▸ **Do this**:
Render every line of the records below as a Markdown table with the columns Row and Line. Number the rows in order and leave out blank lines.

_ _ _

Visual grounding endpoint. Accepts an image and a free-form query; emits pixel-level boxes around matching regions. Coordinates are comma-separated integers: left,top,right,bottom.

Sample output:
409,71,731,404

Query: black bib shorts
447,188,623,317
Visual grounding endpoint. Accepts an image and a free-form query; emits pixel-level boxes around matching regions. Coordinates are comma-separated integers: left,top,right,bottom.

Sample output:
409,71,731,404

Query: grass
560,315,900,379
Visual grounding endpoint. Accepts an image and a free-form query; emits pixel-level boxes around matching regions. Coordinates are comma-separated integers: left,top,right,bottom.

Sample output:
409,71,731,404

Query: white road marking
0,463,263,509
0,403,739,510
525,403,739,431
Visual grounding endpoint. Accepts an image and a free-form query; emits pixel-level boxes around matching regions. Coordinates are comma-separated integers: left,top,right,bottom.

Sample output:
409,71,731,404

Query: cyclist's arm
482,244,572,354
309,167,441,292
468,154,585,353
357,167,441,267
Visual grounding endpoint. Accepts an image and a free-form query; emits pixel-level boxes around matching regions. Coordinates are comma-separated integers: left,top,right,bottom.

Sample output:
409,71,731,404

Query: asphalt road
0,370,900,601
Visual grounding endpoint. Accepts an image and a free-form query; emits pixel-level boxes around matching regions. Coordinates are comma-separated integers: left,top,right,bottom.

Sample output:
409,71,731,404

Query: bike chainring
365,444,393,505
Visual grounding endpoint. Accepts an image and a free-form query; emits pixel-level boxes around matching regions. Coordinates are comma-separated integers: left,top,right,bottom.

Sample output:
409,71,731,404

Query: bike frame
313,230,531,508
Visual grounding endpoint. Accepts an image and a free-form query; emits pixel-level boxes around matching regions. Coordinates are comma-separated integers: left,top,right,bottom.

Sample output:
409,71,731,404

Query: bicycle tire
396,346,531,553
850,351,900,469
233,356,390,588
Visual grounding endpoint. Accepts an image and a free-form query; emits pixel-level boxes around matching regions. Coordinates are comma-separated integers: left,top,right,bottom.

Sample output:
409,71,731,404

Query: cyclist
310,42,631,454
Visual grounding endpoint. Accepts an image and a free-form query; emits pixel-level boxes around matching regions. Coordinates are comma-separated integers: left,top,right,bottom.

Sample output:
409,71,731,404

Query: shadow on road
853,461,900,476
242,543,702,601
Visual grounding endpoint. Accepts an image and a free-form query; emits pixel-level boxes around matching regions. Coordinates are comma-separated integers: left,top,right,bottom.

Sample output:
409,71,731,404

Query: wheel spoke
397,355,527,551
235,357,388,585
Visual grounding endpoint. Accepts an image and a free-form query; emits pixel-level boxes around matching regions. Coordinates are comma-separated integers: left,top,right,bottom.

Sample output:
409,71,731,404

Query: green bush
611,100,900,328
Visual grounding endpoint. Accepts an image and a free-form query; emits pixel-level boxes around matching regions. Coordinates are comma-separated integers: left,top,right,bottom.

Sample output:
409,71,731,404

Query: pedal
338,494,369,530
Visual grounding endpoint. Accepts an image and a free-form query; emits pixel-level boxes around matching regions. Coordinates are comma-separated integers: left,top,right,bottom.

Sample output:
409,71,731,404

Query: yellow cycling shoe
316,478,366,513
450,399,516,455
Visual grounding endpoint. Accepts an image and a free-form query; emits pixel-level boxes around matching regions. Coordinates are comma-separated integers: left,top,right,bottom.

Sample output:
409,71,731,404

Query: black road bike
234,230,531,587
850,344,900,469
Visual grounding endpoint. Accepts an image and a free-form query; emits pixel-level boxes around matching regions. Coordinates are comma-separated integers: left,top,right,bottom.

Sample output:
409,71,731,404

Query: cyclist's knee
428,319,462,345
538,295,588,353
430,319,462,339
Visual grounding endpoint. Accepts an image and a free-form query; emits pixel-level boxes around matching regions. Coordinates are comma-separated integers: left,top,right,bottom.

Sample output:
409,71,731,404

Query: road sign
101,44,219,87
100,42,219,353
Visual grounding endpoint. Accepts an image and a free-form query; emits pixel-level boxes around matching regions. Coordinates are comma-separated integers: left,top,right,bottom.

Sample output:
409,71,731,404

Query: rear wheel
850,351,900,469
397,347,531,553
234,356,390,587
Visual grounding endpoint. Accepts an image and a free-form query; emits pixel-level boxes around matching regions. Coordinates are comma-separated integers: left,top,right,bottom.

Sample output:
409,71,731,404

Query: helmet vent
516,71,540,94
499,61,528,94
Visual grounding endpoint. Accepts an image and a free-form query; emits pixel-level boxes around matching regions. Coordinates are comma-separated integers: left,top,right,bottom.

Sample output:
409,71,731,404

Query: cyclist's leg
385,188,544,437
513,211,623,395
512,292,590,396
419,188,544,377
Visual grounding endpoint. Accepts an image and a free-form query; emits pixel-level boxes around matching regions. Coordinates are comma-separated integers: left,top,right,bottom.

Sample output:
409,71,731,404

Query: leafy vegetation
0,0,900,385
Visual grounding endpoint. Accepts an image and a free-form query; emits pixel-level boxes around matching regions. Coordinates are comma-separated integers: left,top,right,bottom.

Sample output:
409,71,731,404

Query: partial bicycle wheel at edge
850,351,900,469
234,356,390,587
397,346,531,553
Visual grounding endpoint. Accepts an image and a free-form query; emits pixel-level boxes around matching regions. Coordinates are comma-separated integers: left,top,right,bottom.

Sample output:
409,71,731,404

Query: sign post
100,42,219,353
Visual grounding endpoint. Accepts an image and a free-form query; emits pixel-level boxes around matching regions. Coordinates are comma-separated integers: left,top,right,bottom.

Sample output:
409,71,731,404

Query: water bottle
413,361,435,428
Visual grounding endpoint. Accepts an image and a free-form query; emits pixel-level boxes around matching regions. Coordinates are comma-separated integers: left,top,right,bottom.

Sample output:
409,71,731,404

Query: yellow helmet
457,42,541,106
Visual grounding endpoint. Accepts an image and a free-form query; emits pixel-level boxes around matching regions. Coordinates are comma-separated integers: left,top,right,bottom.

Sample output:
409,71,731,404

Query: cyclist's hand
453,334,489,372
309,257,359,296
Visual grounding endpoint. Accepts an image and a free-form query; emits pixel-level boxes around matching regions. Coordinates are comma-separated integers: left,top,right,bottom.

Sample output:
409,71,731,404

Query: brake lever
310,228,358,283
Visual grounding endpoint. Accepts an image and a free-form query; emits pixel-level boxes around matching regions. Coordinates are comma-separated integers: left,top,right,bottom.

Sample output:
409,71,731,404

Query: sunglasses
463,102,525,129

_ _ _

▸ **Output of the task**:
| Row | Line |
|---|---|
| 1 | Visual grounding endpoint. Accepts an image and a free-form query; emits pixel-level boxes around matching regions. Coordinates are comma-separated integers: left,top,right,bottom. |
| 2 | Sample output: |
| 3 | 409,71,731,404 |
| 4 | Query: black bib shorts |
| 5 | 447,188,623,317 |
| 6 | Visual grounding endpoint. Accepts an image and a free-form query; emits pixel-level boxes around matching regions. Coordinates are comma-separated integers: left,top,right,bottom. |
| 7 | Sample output: |
| 8 | 409,71,731,404 |
| 9 | Query: grass |
| 10 | 560,315,900,379 |
| 11 | Visual grounding endpoint. Accepts an image and a free-form query; emits pixel-level boxes around matching regions. Coordinates are comma-separated integers: left,top,right,bottom. |
| 12 | Sample output: |
| 13 | 409,71,731,404 |
| 14 | Query: white road marking |
| 15 | 0,463,263,509 |
| 16 | 0,403,739,510 |
| 17 | 525,403,739,431 |
| 18 | Visual grounding endpoint. Accepts an image and a free-form query; emits pixel-level boxes around matching regions. Coordinates are comma-separated integers: left,top,right,bottom. |
| 19 | Sample output: |
| 20 | 409,71,731,404 |
| 21 | Query: cyclist's arm |
| 22 | 482,244,572,354 |
| 23 | 309,167,441,292 |
| 24 | 468,154,585,353 |
| 25 | 357,167,441,267 |
| 26 | Visual grounding endpoint. Accepts an image and a free-form query; emits pixel-level boxes around matching regions. Coordinates are comma-separated integers: left,top,right,bottom. |
| 27 | Sample output: |
| 28 | 409,71,731,404 |
| 29 | Query: asphalt road |
| 30 | 0,370,900,601 |
| 31 | Visual grounding endpoint. Accepts an image and a free-form query; emits pixel-level boxes around matching regions. Coordinates are comma-separated integers: left,top,right,bottom. |
| 32 | Sample output: |
| 33 | 409,71,731,404 |
| 34 | Query: bike chainring |
| 35 | 365,444,393,505 |
| 36 | Visual grounding endpoint. Accepts an image and a free-form query; emits pixel-level boxes around matching regions. Coordinates are comma-separated integers: left,top,right,bottom. |
| 37 | Sample output: |
| 38 | 409,71,731,404 |
| 39 | Query: bike frame |
| 40 | 313,230,531,508 |
| 41 | Visual grounding endpoint. Accepts an image and a free-form query; emits pixel-level boxes around matching regions. Coordinates are comma-separated integers: left,top,right,bottom. |
| 42 | Sample output: |
| 43 | 409,71,731,404 |
| 44 | Query: bicycle tire |
| 45 | 396,346,531,553 |
| 46 | 850,351,900,469 |
| 47 | 233,356,390,588 |
| 48 | Visual grounding endpoint. Accepts an image and a free-form query; emits pixel-level boxes around matching regions. Coordinates are comma-separated integers: left,top,right,bottom. |
| 49 | Sample output: |
| 50 | 409,71,731,404 |
| 51 | Query: cyclist |
| 52 | 310,42,631,454 |
| 53 | Visual grounding endpoint. Accepts an image and a free-form query; emits pixel-level boxes around matching regions. Coordinates are comma-separated integers: left,top,right,bottom. |
| 54 | Sample output: |
| 55 | 409,71,731,404 |
| 56 | Query: shadow on road |
| 57 | 853,461,900,476 |
| 58 | 242,543,702,601 |
| 59 | Visual grounding endpoint. Accepts an image and a free-form query; emits pixel-level boxes around matching regions. Coordinates are comma-separated integers: left,top,right,bottom. |
| 60 | Sample output: |
| 61 | 409,71,731,404 |
| 62 | Query: wheel spoke |
| 63 | 397,355,527,551 |
| 64 | 235,357,388,585 |
| 65 | Visual grounding endpoint. Accepts an image and a free-form query; emits pixel-level boxes around matching regions. Coordinates are comma-separated integers: left,top,right,bottom. |
| 66 | Sample output: |
| 67 | 409,71,731,404 |
| 68 | Query: green bush |
| 69 | 611,100,900,328 |
| 70 | Visual grounding endpoint. Accepts an image and a free-form query; emits pixel-level boxes around matching regions. Coordinates are comma-separated integers: left,top,right,bottom. |
| 71 | Sample output: |
| 72 | 409,71,731,404 |
| 73 | Query: pedal |
| 74 | 338,494,369,530 |
| 75 | Visual grounding endpoint. Accepts an image and a free-form query; emits pixel-level boxes around matching regions. Coordinates are comma-separated integers: left,top,right,bottom. |
| 76 | Sample output: |
| 77 | 409,71,731,404 |
| 78 | Query: yellow cycling shoe |
| 79 | 316,478,366,513 |
| 80 | 450,399,516,455 |
| 81 | Visual grounding endpoint. Accepts an image and a free-form query; emits pixel-level boxes around matching regions. Coordinates are comma-separated integers: left,top,right,bottom. |
| 82 | Sample output: |
| 83 | 409,71,731,404 |
| 84 | Query: black road bike |
| 85 | 234,230,531,587 |
| 86 | 850,344,900,469 |
| 87 | Visual grounding endpoint. Accepts an image and a free-form query; emits pixel-level boxes around matching regions. Coordinates are comma-separated integers: left,top,right,bottom. |
| 88 | Sample output: |
| 89 | 409,71,731,404 |
| 90 | Query: cyclist's knee |
| 91 | 428,319,462,345 |
| 92 | 538,295,588,353 |
| 93 | 430,319,462,339 |
| 94 | Visual grounding endpoint. Accepts an image and a free-form query; emits pixel-level boxes around matching regions. Coordinates are comma-separated integers: left,top,right,bottom. |
| 95 | Sample output: |
| 96 | 409,71,731,404 |
| 97 | Query: road sign |
| 98 | 101,44,219,87 |
| 99 | 100,42,219,353 |
| 100 | Visual grounding endpoint. Accepts an image and a free-form query; emits pixel-level boxes around matching regions. Coordinates are comma-separated integers: left,top,right,bottom. |
| 101 | Sample output: |
| 102 | 409,71,731,404 |
| 103 | Query: rear wheel |
| 104 | 850,351,900,469 |
| 105 | 397,347,531,553 |
| 106 | 234,356,390,587 |
| 107 | Visual grounding endpoint. Accepts an image and a free-form query; emits pixel-level boxes around matching regions. Coordinates are comma-separated integers: left,top,right,bottom. |
| 108 | Sample output: |
| 109 | 409,71,731,404 |
| 110 | Query: helmet vent |
| 111 | 516,71,540,94 |
| 112 | 499,61,528,94 |
| 113 | Visual grounding endpoint. Accepts an image and a free-form query; emits pixel-level boxes around matching regions. Coordinates are comma-separated integers: left,top,right,bottom. |
| 114 | Sample output: |
| 115 | 409,71,731,404 |
| 116 | Query: cyclist's leg |
| 117 | 385,188,544,437 |
| 118 | 513,211,623,395 |
| 119 | 512,292,590,396 |
| 120 | 419,188,544,377 |
| 121 | Visual grounding endpoint. Accepts an image and a free-form query; emits pixel-level boxes around matching regions. Coordinates are comma-separated integers: left,top,right,bottom. |
| 122 | Sample output: |
| 123 | 409,71,731,404 |
| 124 | Query: leafy vegetation |
| 125 | 0,0,900,385 |
| 126 | Visual grounding endpoint. Accepts an image and a free-form query; emits pixel-level boxes around matching regions. Coordinates are comma-separated integers: left,top,right,bottom. |
| 127 | Sample output: |
| 128 | 409,71,731,404 |
| 129 | Query: partial bicycle wheel at edge |
| 130 | 850,351,900,469 |
| 131 | 234,356,390,587 |
| 132 | 397,346,531,553 |
| 133 | Visual grounding endpoint. Accepts an image and a free-form query; emits pixel-level boxes around matching regions. Coordinates are comma-separated integers: left,top,right,bottom. |
| 134 | Sample output: |
| 135 | 409,71,731,404 |
| 136 | Query: sign post |
| 137 | 100,42,219,353 |
| 138 | Visual grounding endpoint. Accepts an image and a free-form query; emits pixel-level boxes around matching regions. Coordinates are comma-separated integers: left,top,right,bottom. |
| 139 | Sample output: |
| 140 | 409,71,731,404 |
| 141 | Query: water bottle |
| 142 | 413,361,435,428 |
| 143 | Visual grounding endpoint. Accepts an image and a free-form query; emits pixel-level boxes around matching regions. Coordinates are comma-separated integers: left,top,right,bottom. |
| 144 | Sample output: |
| 145 | 409,71,731,404 |
| 146 | Query: yellow helmet |
| 147 | 457,42,541,106 |
| 148 | Visual grounding endpoint. Accepts an image and a free-form query; emits pixel-level boxes around matching regions. Coordinates are comma-separated integers: left,top,right,bottom. |
| 149 | Sample output: |
| 150 | 409,71,731,404 |
| 151 | Query: cyclist's hand |
| 152 | 453,334,489,372 |
| 153 | 309,257,359,296 |
| 154 | Visual grounding endpoint. Accepts an image and a free-form query; emits pixel-level boxes around matching regions. Coordinates are comma-separated integers: left,top,right,bottom. |
| 155 | Sample output: |
| 156 | 409,71,731,404 |
| 157 | Query: brake lever |
| 158 | 310,228,358,283 |
| 159 | Visual grounding endpoint. Accepts an image and a free-form query; emits pixel-level boxes around matching regions. Coordinates are comma-separated integers: left,top,right,bottom. |
| 160 | Sample output: |
| 161 | 409,71,731,404 |
| 162 | Query: sunglasses |
| 163 | 463,102,525,129 |